▶ **Gegeven tekst**:
Tot omstreeks 1980 gingen deze brede ontwikkelingen in alle maatschappelijke domeinen in dezelfde richting. Maar daarna is op sommige gebieden sprake van een kentering: de inkomensverschillen zijn weer groter aan het worden en de vermogensverschillen groeien, mede als onderdeel van processen van globalisering. Er is sprake van nieuwe vormen van maatschappelijke ongelijkheid, die niet samenvallen met de oude klassentegenstellingen en die moeilijk zijn te interpreteren. In een samenleving waarin een egalitair ethos domineert zijn deze nieuwe verschillen een bron van ernstige zorgen van politici en beleidsmakers. Voor het kabinet Rutte II een aanleiding om wetenschappelijk advies te vragen.
Een groep onderzoekers, verbonden aan universiteiten, de WRR en het SCP, heeft zich daarom over het onderwerp ’maatschappelijke scheidslijnen’ gebogen. Resultaat van hun werk is Gescheiden werelden?, een verslag van onderzoek naar sociaal-culturele tegenstellingen in het Nederland van nu. De titel en de voorplaat van het boek suggereren polarisatie. De negentiende-eeuwse klassensamenleving bestaat weliswaar niet meer, maar is er sprake van een ander soort tweedeling of dreigt die in de toekomst te ontstaan? Die vragen vormen de inzet van het onderzoek.
Gescheiden werelden?
De systematiek van het boek is weinig dwingend en de conclusies zijn meerduidig. Om te beginnen vragen de auteurs zich af wat op dit moment relevante tegenstellingen zijn. Volgens hen liggen die vooral op het sociaal-culturele vlak: op het gebied van collectieve voorstellingen en idealen, van maatschappelijke en politieke strijdpunten die te maken hebben met levensbeschouwing en identiteit. Zulke maatschappelijke tegenstellingen laten zich niet met de traditionele groepslabels, ’links’ en ’rechts’, of ’progressief’ en ’conservatief’, benoemen. In plaats daarvan gebruiken de redacteuren (Mark Bovens, Paul Dekker, Will Tiemeijer) opleiding als indelingscriterium. Ze veronderstellen namelijk dat er een direct verband bestaat tussen sociaal-culturele verschillen en opleidingsverschillen. Dat verband wordt in deze bundel keer op keer vastgesteld – behalve interessant genoeg voor de Verenigde Staten.
Gescheiden werelden? opent met enkele inkijkjes in het buitenland. Will Tiemeijer laat zien dat er in de Verenigde Staten een ware culture war woedt. Zo erg is het hier (nog) niet, maar alertheid is noodzakelijk, de tekenen wijzen de verkeerde kant op. In de politiek in West-Europa heeft de culturele as aan belang gewonnen en daar voltrekt zich een polarisatie tussen kosmopolitisch-universalisten en nationalistisch-particularisten. De kiezers zijn verdeeld over kwesties als immigratie, Europese integratie en neoliberale hervormingen en deze verschillen zijn gerelateerd aan hun opleidingsniveau (Kriesi). Bram Spruyt verdedigt de stelling dat het denken in termen van conflict een belangrijke culturele scheidslijn vertegenwoordigt, en hij baseert zich daarbij op onderzoek in Vlaanderen. Vooral mensen met weinig scholing en een kwetsbare economische positie stellen ’wij’ en ’zij’ tegenover elkaar en vertalen dat perceptieschema in een voorkeur voor populistische partijen.

▶ **Opdrachten**:
- 1) Geef de alinea die begint met "Tot omstreeks 1980" uit de tekst over maatschappelijke scheidslijnen weer als een beknopte opsomming, met behoud van de belangrijkste feiten.
- 2) Welk indelingscriterium hanteren de redacteuren volgens de tekst over maatschappelijke scheidslijnen?
- 3) Hervat de tekst over maatschappelijke scheidslijnen na de laatste zin.
Het materiaal hoeft niet te worden geraadpleegd.

Fragment uit dataset:
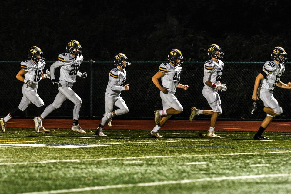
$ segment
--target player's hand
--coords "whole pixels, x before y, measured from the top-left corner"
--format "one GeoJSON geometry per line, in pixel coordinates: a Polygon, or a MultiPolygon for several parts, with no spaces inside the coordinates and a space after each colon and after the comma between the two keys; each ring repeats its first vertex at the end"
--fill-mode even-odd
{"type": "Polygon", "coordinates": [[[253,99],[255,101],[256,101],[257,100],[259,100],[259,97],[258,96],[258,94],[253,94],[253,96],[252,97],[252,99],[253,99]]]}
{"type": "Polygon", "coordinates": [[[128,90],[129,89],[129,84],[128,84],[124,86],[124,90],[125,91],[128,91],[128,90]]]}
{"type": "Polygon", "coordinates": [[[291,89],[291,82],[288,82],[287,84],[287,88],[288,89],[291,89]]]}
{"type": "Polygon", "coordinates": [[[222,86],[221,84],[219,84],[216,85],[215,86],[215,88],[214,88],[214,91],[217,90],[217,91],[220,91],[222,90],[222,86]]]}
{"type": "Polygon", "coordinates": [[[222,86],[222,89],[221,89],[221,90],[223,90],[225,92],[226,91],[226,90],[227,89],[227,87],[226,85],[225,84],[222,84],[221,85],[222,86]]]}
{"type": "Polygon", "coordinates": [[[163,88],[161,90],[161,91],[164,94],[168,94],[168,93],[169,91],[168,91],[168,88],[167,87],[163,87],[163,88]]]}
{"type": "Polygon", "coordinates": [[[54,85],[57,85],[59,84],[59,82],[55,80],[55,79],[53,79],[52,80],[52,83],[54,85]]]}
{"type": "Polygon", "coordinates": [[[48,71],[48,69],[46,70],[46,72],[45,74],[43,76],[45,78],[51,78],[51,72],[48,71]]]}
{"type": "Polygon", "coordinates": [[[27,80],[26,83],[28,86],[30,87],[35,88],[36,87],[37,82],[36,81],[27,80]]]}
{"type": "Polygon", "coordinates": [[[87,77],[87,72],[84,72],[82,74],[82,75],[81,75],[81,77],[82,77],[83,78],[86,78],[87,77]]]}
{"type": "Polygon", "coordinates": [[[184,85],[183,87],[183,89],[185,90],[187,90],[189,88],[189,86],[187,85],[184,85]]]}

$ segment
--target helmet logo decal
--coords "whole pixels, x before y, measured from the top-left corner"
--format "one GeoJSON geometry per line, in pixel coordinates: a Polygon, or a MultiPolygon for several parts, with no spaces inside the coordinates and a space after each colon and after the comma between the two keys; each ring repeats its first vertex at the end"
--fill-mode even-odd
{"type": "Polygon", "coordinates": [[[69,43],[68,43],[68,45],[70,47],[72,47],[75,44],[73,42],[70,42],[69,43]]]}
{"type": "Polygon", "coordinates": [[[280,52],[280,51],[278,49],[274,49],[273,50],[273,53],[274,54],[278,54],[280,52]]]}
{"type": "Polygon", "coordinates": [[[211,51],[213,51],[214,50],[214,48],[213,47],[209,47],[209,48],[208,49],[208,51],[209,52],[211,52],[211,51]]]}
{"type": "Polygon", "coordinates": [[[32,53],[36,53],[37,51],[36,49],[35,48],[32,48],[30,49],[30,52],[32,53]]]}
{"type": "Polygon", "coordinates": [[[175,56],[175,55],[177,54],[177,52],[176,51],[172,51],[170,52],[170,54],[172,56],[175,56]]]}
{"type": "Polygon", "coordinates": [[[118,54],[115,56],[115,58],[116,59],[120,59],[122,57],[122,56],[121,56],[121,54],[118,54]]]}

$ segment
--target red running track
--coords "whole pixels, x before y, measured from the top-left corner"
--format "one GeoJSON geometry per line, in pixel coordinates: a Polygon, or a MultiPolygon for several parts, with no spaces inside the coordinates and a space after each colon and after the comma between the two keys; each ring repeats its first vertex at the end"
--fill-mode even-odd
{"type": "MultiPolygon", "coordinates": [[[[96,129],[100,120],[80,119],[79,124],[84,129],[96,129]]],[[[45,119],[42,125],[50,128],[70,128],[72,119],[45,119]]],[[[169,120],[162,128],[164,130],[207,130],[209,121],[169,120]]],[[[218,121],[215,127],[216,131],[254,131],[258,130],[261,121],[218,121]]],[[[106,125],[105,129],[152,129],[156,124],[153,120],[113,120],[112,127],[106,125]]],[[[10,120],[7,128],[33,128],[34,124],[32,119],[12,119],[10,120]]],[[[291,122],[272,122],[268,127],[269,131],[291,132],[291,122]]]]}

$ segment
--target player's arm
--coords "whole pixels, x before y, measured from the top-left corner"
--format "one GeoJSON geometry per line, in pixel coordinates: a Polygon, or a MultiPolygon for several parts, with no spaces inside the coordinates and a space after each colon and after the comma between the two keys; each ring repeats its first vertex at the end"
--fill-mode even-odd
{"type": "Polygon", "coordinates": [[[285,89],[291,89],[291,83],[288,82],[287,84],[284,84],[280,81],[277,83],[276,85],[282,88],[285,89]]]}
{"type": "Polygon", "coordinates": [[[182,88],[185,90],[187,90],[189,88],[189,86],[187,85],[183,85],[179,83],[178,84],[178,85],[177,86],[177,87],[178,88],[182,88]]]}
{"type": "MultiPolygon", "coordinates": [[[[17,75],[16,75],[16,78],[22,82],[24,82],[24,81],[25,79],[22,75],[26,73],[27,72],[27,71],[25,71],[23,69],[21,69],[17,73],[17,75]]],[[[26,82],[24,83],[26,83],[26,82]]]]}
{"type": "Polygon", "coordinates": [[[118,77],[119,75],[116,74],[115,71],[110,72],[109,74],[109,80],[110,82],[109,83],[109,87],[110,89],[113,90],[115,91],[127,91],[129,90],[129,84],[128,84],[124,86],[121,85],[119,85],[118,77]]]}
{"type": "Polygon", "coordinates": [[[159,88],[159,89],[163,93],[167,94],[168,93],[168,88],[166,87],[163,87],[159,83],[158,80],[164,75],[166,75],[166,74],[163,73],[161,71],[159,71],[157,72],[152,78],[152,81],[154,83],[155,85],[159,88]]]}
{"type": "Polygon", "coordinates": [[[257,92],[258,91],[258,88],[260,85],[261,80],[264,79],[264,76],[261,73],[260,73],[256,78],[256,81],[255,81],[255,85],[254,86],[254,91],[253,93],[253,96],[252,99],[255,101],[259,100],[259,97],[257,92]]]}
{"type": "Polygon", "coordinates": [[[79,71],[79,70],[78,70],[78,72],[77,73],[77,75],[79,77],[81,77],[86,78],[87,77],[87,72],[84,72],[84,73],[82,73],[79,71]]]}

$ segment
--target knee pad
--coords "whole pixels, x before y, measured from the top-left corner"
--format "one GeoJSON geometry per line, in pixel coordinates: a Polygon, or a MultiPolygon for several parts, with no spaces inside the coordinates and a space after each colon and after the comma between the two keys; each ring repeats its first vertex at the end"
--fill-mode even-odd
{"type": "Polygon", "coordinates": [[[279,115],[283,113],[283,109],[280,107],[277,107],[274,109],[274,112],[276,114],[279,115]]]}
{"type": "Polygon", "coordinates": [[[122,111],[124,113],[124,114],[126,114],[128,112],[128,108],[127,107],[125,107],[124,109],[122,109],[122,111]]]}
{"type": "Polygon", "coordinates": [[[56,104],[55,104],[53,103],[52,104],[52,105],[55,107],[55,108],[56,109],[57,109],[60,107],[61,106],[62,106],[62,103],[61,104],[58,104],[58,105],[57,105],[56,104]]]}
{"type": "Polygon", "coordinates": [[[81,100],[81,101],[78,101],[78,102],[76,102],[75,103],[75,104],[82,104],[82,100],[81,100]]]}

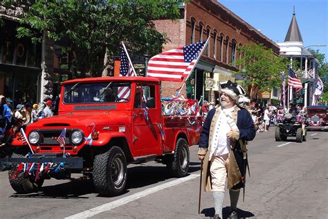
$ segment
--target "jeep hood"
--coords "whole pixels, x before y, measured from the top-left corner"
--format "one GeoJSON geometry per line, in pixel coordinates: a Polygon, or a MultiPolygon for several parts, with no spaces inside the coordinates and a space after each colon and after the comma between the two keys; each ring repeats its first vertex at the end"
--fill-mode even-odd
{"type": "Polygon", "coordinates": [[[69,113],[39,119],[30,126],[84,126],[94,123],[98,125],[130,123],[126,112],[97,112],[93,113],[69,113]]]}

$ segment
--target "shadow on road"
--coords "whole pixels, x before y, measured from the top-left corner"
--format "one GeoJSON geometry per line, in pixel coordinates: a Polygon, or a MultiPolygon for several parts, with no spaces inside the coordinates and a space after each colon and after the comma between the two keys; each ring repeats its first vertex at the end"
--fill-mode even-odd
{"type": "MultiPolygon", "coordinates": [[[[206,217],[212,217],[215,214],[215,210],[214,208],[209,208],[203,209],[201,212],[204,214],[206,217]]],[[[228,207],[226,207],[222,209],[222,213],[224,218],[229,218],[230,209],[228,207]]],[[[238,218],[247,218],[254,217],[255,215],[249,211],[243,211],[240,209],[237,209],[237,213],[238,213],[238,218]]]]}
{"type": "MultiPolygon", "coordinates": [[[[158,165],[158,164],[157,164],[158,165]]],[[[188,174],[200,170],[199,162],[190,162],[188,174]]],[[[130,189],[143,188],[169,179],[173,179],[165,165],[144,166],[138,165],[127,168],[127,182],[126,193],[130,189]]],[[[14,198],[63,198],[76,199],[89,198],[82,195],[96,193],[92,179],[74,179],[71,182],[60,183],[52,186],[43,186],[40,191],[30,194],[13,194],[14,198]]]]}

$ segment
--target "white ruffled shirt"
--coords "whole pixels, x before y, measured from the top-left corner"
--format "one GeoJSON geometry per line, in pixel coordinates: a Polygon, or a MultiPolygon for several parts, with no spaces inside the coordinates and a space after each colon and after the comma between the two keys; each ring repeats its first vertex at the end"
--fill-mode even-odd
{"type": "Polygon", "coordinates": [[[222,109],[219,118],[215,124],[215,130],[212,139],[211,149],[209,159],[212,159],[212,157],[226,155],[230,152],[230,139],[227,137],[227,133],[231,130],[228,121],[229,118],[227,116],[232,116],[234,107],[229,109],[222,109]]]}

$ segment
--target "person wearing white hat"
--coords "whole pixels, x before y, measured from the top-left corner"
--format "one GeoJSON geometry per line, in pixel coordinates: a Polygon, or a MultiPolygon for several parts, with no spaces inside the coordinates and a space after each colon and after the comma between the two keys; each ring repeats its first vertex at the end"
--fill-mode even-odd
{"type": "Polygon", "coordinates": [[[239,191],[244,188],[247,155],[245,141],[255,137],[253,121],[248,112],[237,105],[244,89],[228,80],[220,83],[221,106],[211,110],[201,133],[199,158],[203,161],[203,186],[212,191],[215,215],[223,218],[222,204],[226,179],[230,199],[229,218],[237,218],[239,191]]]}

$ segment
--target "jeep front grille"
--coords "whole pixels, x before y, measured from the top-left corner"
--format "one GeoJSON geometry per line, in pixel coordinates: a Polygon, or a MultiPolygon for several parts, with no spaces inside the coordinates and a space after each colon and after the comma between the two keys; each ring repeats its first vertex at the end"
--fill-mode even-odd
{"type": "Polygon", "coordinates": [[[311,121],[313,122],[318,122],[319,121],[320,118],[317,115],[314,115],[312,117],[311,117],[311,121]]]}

▶ **Uitkomsten**:
- 1)
- Tot omstreeks 1980 gingen de brede ontwikkelingen in alle maatschappelijke domeinen in dezelfde richting.
- Daarna volgde op sommige gebieden een kentering: de inkomensverschillen nemen weer toe en de vermogensverschillen groeien, mede door globalisering.
- Er ontstaan nieuwe vormen van maatschappelijke ongelijkheid. Die vallen niet samen met de oude klassentegenstellingen en zijn moeilijk te interpreteren.
- In een samenleving met een dominant egalitair ethos baren deze verschillen politici en beleidsmakers ernstige zorgen.
- Voor het kabinet Rutte II was dit aanleiding om wetenschappelijk advies te vragen.

- 2) Zij gebruiken opleiding als indelingscriterium.

- 3)
Het tweede deel, ’Gescheiden wereldbeelden’, over sociaal-culturele tegenstellingen in Nederland, levert een gemengd beeld op. Dekker en Den Ridder constateren inderdaad een polarisatie in het denken van hoger- en lageropgeleiden over globaliseringsverschijnselen, waaronder de EU, met parallel daaraan verschillen in politiek vertrouwen. Maar tegelijkertijd nemen ze een moreel progressieve consensus waar, over onderwerpen als euthanasie en inkomensnivellering. Ze onderscheiden een hoogopgeleide open en vertrouwende groep die tegenover een laagopgeleide gesloten en wantrouwende groep staat, maar anders dan in de Verenigde Staten, zien ze een continuüm in ideeën. In het middengebied bevindt zich een meerderheid die er meer neutrale opvattingen en gematigde houdingen op nahoudt (Den Ridder, Glas en Dekker). De Koster en Van der Waal zoeken een verklaring voor de botsing in opvattingen over etnische diversiteit en sociale orde. Ze vinden die in verschillen in cultureel kapitaal, die mensen zich onder andere op school eigen maken. Lageropgeleiden staan minder open voor andersdenkenden en andershandelenden.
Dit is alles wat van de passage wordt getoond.